Return the lines that run from the line containing "Where can you spot the brown" through the end of the entries, both ends included. Leave out all pictures.

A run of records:
↓
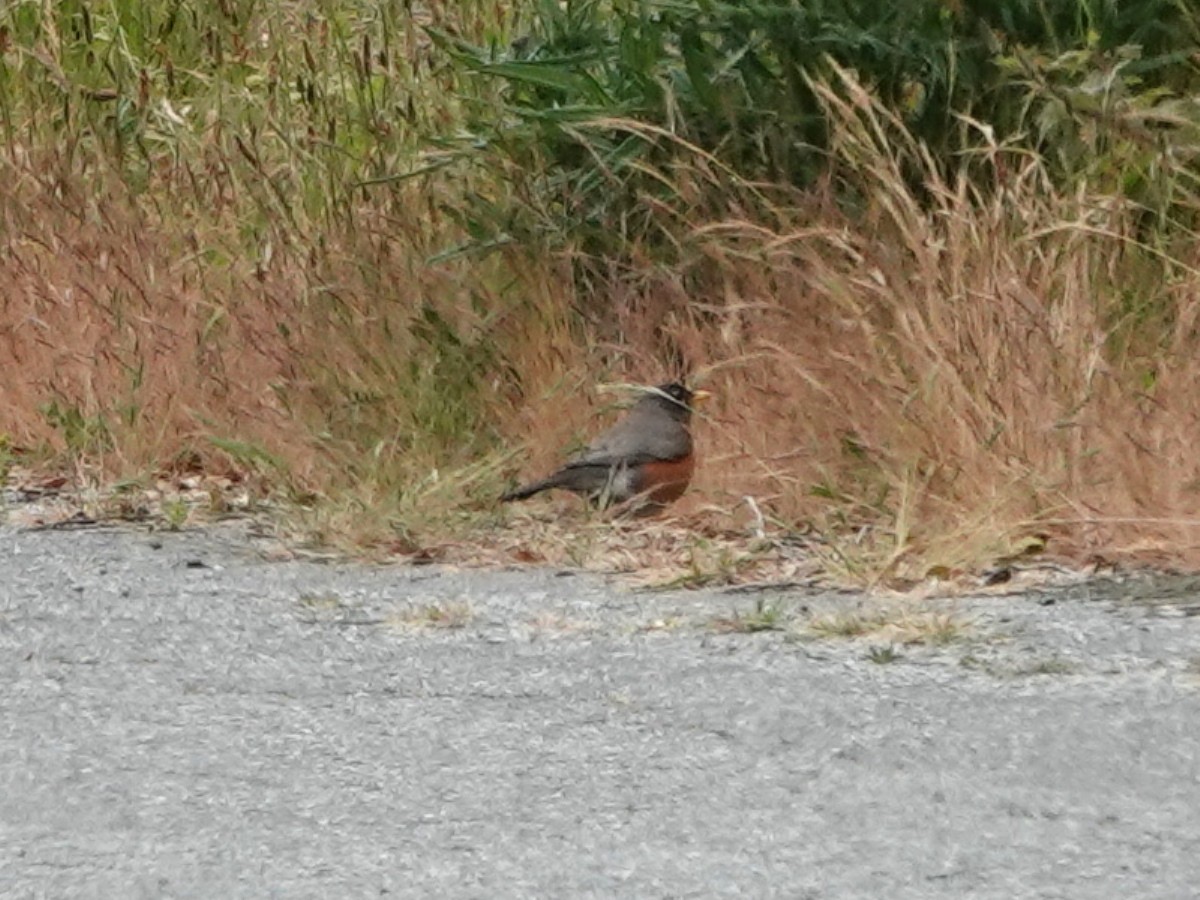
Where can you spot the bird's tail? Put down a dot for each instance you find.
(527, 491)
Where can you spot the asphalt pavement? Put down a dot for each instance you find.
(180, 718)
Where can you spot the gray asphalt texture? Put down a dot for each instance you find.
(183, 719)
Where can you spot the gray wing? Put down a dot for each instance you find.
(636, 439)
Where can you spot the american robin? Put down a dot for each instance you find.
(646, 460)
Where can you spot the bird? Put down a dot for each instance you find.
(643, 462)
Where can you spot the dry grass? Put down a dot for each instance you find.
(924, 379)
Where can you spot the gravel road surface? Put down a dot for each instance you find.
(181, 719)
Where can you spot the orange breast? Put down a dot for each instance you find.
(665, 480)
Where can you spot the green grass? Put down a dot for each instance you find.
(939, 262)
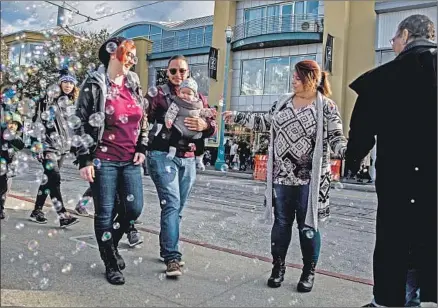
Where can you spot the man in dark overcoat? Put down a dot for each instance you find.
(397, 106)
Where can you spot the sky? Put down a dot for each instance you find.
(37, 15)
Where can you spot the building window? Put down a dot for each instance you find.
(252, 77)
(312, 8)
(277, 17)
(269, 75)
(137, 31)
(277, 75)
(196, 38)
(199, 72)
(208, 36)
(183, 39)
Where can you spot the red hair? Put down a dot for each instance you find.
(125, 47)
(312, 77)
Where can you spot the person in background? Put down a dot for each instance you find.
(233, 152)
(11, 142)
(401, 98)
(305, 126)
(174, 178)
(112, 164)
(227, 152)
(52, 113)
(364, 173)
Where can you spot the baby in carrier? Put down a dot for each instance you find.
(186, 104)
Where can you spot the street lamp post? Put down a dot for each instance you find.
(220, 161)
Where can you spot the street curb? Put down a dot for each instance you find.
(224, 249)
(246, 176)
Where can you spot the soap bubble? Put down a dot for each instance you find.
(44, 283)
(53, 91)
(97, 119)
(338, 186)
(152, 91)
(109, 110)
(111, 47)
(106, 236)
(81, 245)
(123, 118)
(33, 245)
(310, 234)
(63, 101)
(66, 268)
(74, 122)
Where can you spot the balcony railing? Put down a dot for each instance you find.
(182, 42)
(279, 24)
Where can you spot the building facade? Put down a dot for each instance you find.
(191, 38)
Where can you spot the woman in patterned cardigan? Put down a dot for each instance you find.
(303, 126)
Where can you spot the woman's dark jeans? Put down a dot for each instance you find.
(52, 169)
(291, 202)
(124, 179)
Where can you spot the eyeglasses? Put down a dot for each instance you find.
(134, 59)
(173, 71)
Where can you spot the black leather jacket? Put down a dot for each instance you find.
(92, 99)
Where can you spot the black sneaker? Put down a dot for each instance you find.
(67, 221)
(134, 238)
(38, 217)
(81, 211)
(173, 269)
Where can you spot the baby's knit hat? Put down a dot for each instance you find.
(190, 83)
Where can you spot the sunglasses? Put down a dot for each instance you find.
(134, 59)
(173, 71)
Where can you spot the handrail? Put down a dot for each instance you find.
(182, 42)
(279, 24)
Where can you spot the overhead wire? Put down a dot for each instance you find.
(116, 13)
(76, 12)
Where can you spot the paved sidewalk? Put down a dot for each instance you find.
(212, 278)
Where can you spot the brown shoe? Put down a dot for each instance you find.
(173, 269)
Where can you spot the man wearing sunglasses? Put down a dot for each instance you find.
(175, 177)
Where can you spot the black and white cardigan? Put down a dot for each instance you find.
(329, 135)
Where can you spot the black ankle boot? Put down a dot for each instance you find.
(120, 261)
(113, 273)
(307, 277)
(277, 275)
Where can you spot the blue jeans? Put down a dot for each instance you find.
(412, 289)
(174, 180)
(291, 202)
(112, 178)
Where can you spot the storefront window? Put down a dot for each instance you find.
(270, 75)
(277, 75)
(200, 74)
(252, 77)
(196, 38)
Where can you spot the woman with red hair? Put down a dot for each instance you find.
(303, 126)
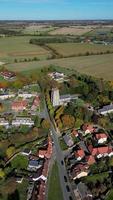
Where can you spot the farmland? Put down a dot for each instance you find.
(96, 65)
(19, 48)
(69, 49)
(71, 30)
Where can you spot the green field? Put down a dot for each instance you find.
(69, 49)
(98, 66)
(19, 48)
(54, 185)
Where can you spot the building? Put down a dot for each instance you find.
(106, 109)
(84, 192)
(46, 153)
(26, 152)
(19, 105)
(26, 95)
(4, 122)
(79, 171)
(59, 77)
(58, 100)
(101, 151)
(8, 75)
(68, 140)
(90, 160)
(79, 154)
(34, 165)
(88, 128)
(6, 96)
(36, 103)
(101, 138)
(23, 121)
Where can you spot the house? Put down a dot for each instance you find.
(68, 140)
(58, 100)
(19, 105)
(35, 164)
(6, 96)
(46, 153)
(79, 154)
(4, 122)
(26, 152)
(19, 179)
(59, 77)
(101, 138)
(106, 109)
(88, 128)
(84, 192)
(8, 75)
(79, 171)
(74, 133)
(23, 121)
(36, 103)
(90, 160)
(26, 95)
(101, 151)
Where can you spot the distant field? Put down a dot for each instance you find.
↑
__TASK OUTPUT__:
Where can you spot the brown shoe? Put down a dot for each instance you find.
(173, 269)
Where can you spot the man wearing sunglasses? Put down a dot for each instance you find.
(175, 177)
Where can you spot the black and white cardigan? Put down a dot for each instance you find.
(329, 135)
Where can you spot the black ankle boot? Put down a dot for each instance you find.
(120, 261)
(113, 273)
(307, 277)
(277, 275)
Where can you spot the blue jeans? Put down a dot for each instance you find.
(412, 289)
(174, 180)
(291, 202)
(112, 178)
Where can you spot the storefront window? Put down a dot for each instance you find.
(270, 75)
(277, 75)
(200, 74)
(252, 77)
(196, 38)
Where can you spot the woman with red hair? Put down a dot for each instance you find.
(303, 126)
Where can you spot the farmland? Put down a dot for each instance you find.
(96, 65)
(19, 48)
(69, 49)
(71, 30)
Where can you spot the green field? Put down a dot for each instance you find.
(69, 49)
(98, 66)
(19, 48)
(54, 185)
Where can you spot the building? Put down a dot for each instance you find.
(106, 109)
(84, 192)
(46, 153)
(26, 152)
(19, 105)
(26, 95)
(4, 122)
(79, 171)
(59, 77)
(58, 100)
(101, 151)
(8, 75)
(68, 140)
(90, 160)
(79, 154)
(34, 165)
(88, 128)
(6, 96)
(36, 103)
(101, 138)
(23, 121)
Where can you spot the house? Put down a dot for each instance you find.
(68, 140)
(58, 100)
(19, 105)
(35, 164)
(6, 96)
(46, 153)
(79, 154)
(4, 122)
(26, 152)
(19, 179)
(59, 77)
(101, 138)
(106, 109)
(88, 128)
(84, 192)
(8, 75)
(79, 171)
(74, 133)
(23, 121)
(36, 103)
(90, 160)
(26, 95)
(101, 151)
Where can you spot the distant field? Put down a dot for each instance you find.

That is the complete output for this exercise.